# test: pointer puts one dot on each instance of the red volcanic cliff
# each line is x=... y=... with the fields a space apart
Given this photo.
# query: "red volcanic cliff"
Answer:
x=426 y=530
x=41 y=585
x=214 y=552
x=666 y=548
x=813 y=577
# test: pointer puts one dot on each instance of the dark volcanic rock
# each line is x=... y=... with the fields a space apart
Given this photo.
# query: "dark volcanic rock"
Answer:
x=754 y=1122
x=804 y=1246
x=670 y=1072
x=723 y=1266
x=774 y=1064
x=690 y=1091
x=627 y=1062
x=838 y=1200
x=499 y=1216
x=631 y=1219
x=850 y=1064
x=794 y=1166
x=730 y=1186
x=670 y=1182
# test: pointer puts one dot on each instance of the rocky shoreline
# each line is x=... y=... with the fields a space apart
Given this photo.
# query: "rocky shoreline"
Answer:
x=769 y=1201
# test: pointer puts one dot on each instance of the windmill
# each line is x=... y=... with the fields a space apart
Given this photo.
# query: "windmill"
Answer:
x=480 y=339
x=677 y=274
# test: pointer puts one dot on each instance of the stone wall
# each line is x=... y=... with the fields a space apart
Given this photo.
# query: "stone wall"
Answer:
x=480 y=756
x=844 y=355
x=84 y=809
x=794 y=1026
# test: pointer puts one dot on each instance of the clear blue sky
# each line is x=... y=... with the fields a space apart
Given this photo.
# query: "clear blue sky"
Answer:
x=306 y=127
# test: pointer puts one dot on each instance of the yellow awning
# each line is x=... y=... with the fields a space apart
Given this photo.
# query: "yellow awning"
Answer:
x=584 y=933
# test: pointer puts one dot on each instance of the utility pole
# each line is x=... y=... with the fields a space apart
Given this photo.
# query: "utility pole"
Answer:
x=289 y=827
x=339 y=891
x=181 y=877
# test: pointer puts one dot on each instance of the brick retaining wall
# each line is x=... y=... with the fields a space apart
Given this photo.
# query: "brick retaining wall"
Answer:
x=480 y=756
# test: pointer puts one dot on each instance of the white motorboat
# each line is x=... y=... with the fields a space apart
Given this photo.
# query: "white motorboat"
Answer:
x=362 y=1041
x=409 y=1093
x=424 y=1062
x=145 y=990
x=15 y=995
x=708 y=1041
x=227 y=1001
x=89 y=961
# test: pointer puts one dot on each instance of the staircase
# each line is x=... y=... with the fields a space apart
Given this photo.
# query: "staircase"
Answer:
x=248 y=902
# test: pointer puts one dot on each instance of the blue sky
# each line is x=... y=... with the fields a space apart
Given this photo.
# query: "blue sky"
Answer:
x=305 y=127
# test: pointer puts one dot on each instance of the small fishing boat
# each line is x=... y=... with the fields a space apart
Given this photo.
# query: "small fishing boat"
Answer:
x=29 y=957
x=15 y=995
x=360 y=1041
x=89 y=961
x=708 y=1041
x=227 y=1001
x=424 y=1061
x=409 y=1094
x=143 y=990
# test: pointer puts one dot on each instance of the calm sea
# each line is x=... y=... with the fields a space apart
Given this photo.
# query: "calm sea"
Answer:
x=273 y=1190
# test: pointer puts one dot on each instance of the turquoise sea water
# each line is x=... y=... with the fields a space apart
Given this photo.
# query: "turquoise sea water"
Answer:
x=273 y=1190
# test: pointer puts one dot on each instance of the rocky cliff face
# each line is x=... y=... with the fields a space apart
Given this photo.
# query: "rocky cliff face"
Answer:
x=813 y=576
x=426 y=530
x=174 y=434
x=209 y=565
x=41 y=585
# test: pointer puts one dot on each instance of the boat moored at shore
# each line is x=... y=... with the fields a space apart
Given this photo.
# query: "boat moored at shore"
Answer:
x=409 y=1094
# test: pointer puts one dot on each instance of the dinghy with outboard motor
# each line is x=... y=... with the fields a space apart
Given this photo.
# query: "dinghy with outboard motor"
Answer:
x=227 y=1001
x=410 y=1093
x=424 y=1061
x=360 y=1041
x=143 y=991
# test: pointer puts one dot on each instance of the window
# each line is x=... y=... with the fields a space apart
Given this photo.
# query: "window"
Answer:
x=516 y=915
_ _ _ _ _ _ _
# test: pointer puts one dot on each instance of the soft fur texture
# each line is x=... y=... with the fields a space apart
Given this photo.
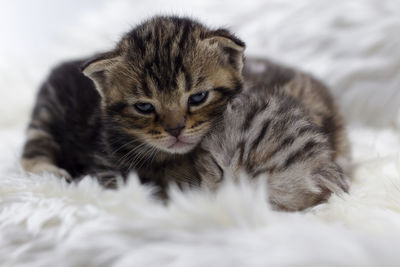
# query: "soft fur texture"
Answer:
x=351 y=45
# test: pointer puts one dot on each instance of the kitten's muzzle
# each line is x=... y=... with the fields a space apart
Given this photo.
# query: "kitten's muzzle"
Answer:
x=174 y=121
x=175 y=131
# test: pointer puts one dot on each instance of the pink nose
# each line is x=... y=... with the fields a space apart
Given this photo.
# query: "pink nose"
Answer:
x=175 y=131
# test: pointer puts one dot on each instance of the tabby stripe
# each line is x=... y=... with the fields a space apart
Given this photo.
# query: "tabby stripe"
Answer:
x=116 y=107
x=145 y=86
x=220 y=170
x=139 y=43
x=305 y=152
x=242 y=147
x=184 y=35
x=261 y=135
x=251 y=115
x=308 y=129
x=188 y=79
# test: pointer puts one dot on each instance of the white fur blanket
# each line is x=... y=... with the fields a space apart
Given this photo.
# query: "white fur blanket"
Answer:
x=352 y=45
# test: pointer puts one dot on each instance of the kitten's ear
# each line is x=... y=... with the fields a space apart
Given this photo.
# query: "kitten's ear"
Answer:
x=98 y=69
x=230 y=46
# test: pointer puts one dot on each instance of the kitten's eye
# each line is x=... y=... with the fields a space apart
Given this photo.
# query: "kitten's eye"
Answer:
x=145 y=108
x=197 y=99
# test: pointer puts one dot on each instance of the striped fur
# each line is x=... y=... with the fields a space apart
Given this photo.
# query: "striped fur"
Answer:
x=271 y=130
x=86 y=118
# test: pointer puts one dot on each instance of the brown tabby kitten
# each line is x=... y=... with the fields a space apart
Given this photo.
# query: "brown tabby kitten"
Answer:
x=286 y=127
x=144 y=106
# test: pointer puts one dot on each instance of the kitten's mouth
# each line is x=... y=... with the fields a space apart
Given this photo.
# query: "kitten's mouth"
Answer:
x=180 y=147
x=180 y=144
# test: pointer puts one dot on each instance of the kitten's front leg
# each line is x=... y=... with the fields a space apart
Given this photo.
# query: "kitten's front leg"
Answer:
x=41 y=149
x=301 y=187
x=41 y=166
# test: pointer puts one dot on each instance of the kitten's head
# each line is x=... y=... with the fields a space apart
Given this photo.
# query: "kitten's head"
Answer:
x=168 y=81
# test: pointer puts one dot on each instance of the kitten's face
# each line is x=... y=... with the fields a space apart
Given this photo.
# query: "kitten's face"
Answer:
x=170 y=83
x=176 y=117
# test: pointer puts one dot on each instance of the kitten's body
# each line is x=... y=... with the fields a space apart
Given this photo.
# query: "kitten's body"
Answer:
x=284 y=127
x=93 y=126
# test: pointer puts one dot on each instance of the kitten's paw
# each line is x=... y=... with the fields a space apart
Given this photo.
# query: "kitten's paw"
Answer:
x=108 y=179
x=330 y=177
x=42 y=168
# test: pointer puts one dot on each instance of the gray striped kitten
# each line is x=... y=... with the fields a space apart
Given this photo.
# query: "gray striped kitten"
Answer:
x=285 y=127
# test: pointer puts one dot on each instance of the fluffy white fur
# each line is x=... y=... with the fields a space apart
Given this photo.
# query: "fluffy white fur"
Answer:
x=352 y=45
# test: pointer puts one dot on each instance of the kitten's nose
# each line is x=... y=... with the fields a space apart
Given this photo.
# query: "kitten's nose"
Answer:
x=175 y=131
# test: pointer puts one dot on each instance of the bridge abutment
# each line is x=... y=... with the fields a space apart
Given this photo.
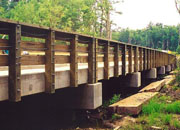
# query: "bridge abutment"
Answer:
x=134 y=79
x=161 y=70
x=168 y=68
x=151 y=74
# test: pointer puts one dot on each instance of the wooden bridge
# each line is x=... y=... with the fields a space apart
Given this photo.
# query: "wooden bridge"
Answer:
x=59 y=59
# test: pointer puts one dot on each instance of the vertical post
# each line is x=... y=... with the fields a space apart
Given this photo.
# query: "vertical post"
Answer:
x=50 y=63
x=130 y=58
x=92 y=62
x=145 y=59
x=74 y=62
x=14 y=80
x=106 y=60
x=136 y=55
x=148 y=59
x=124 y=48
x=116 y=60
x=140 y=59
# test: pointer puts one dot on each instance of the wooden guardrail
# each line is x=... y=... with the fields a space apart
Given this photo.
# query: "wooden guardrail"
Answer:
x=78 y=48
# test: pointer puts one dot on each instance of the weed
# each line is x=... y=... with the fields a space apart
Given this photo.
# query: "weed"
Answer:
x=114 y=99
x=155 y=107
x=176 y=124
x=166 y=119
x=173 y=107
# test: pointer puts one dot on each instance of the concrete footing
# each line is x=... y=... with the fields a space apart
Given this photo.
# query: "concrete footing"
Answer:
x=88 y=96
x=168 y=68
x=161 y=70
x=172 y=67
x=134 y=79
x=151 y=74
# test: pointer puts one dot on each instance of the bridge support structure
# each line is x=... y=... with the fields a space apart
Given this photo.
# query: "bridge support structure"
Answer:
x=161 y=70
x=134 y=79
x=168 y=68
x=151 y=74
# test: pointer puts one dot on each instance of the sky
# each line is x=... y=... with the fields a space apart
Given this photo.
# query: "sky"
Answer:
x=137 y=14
_ _ _ _ _ _ _
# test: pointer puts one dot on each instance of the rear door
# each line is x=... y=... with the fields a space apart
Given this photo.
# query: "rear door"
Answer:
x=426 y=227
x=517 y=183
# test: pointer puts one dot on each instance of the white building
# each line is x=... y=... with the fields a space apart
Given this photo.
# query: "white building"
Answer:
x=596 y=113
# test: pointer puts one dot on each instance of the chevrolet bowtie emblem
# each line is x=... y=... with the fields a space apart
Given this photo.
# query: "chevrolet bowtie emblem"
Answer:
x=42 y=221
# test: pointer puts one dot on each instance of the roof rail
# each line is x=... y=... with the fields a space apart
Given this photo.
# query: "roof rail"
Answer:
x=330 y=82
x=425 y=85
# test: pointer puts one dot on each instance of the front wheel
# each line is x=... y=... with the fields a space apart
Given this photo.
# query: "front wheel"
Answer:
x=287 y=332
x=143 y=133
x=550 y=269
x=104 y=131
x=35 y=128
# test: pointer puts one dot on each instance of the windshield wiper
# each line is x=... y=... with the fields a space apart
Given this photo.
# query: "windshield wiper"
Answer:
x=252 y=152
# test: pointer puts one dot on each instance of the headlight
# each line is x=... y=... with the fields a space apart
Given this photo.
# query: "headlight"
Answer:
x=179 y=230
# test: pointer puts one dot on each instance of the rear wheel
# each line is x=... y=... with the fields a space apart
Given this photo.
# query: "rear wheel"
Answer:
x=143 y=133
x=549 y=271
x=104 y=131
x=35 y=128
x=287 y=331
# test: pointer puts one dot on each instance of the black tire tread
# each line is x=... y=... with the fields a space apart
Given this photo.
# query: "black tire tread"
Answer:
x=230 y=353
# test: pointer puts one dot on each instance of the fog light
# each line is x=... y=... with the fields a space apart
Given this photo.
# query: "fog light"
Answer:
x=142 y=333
_ _ _ _ _ _ _
WORK REQUIRED:
Can you put the data from the line with "the rear wheel" to the line with "x=142 y=333", both ends included, into a two-column CSV with the headers prompt_text and point_answer, one row for each text and its answer, with every field quoted and line breaks turned into spaces?

OUTPUT OF THE EXERCISE:
prompt_text,point_answer
"# test: pointer puts one dot on each instance of the rear wheel # each line is x=... y=... with the fields a space apart Given this photo. # query: ""rear wheel"" Answer:","x=143 y=133 x=549 y=271 x=104 y=131 x=35 y=128 x=287 y=331"
"# test: pointer puts one dot on each instance of the black tire tread # each line is x=... y=... with the fields a space apart Given this photo. # query: ""black tire tread"" Answer:","x=230 y=353"
"# test: pointer puts one dot on each instance of the fog light # each line is x=... y=... with the fields a space apart Given this photo. # query: ""fog light"" Answer:","x=142 y=333"